◆ **Stated exercise**: Copy out every one of the lines below, substituting "plain-text query" for "natural-language query" each time it occurs and changing nothing else.

Entries for bounding box labeling
+++++

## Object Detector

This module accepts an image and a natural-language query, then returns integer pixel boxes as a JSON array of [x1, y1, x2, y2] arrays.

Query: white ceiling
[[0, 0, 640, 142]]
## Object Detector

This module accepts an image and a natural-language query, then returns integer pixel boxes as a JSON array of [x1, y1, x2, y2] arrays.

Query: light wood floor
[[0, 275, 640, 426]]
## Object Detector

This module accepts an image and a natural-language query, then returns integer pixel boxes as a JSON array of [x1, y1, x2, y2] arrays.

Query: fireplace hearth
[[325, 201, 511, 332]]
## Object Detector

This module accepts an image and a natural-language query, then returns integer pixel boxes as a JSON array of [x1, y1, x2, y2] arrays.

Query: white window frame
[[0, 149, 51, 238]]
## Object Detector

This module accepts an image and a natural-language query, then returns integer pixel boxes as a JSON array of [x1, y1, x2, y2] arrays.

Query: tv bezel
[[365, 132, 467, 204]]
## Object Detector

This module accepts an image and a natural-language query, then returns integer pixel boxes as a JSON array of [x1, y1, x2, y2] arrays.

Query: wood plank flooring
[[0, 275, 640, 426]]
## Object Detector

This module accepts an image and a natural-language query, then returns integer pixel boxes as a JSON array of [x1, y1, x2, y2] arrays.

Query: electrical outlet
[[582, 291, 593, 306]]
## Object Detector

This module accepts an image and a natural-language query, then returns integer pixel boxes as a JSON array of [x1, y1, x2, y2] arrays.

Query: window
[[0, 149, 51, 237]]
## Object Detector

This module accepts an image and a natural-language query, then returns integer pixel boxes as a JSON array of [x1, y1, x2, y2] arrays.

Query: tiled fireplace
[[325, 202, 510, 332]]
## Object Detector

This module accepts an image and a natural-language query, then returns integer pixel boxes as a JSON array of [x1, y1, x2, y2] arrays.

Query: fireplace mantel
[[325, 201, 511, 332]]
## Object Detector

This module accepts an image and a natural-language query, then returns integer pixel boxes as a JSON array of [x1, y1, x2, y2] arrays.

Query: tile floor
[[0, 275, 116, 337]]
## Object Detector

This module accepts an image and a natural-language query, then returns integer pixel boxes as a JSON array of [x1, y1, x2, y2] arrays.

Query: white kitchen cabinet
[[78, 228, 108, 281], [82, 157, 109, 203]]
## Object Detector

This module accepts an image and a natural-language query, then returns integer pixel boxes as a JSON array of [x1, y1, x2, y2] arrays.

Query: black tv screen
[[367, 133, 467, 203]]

+++++

◆ **Result of the task**:
## Object Detector

This module accepts an image and a plain-text query, then returns integer pixel boxes as a JSON array of [x1, y1, x2, y2] arrays.

Query: white ceiling
[[0, 0, 640, 142]]
## Object Detector

This module accepts an image and a plain-text query, then returns integer pixel boxes as a JSON array of [x1, y1, x2, y2] arrays.

Query: light wood floor
[[0, 275, 640, 426]]
## Object Detector

This module accepts an image and a plain-text query, then returns integer pixel boxes as a JSON array of [x1, y1, x2, y2] arrays.

Query: fireplace hearth
[[325, 201, 511, 332]]
## Object Detector

This module accepts an image and a plain-text query, then returns integer pixel boxes as a JSON array of [x1, y1, x2, y2] arrays.

Query: white window frame
[[0, 149, 51, 238]]
## Object Detector

This module accepts an image and a plain-text query, then returns integer pixel boxes as a JSON array of [x1, y1, x2, y2] arrays.

Query: tv bezel
[[365, 132, 467, 204]]
## Object Detector

This module accepts an image and a plain-text query, then returns integer pixel boxes as a JSON array of [x1, y1, x2, y2] arrays.

Query: wood plank flooring
[[0, 275, 640, 426]]
## Object Detector

This module accepts an image and a plain-text query, then returns integer pixel boxes as a JSON array of [x1, y1, x2, y2] arrays.

Query: electrical outlet
[[582, 291, 593, 306]]
## Object Detector

This module accepts an image and a plain-text query, then returns integer pixel boxes as a JSON array of [x1, y1, x2, y2] arrays.

Query: window
[[0, 149, 51, 237]]
## Object Detector

This module accepts an image and a plain-text query, then returns integer pixel boxes as a JSON array of [x1, y1, x2, y2] arrays.

Query: tiled fireplace
[[325, 202, 510, 332]]
## Object Detector

This module accepts an image and a plain-text query, then returns integer pixel boxes as a JSON array of [x1, y1, x2, y2] arrays.

Query: fireplace mantel
[[325, 201, 511, 332]]
## Object Detector

This module accepts an image and a plain-text query, then returns integer pixel boxes as a JSON array of [x1, y1, x2, y2] arrays.

Query: tile floor
[[0, 275, 116, 337]]
## Object Detector

This module accepts an image and a plain-text query, then returns integer pixel boxes as a JSON array of [x1, y1, x2, y2] arrays.

Query: white kitchen cabinet
[[78, 228, 108, 281], [82, 157, 109, 203]]
## Object Detector

This module accepts an image and a plain-text query, then returns integer pixel boxes as a JSON array of [x1, y1, x2, y2] arrays.

Query: black tv screen
[[367, 133, 467, 203]]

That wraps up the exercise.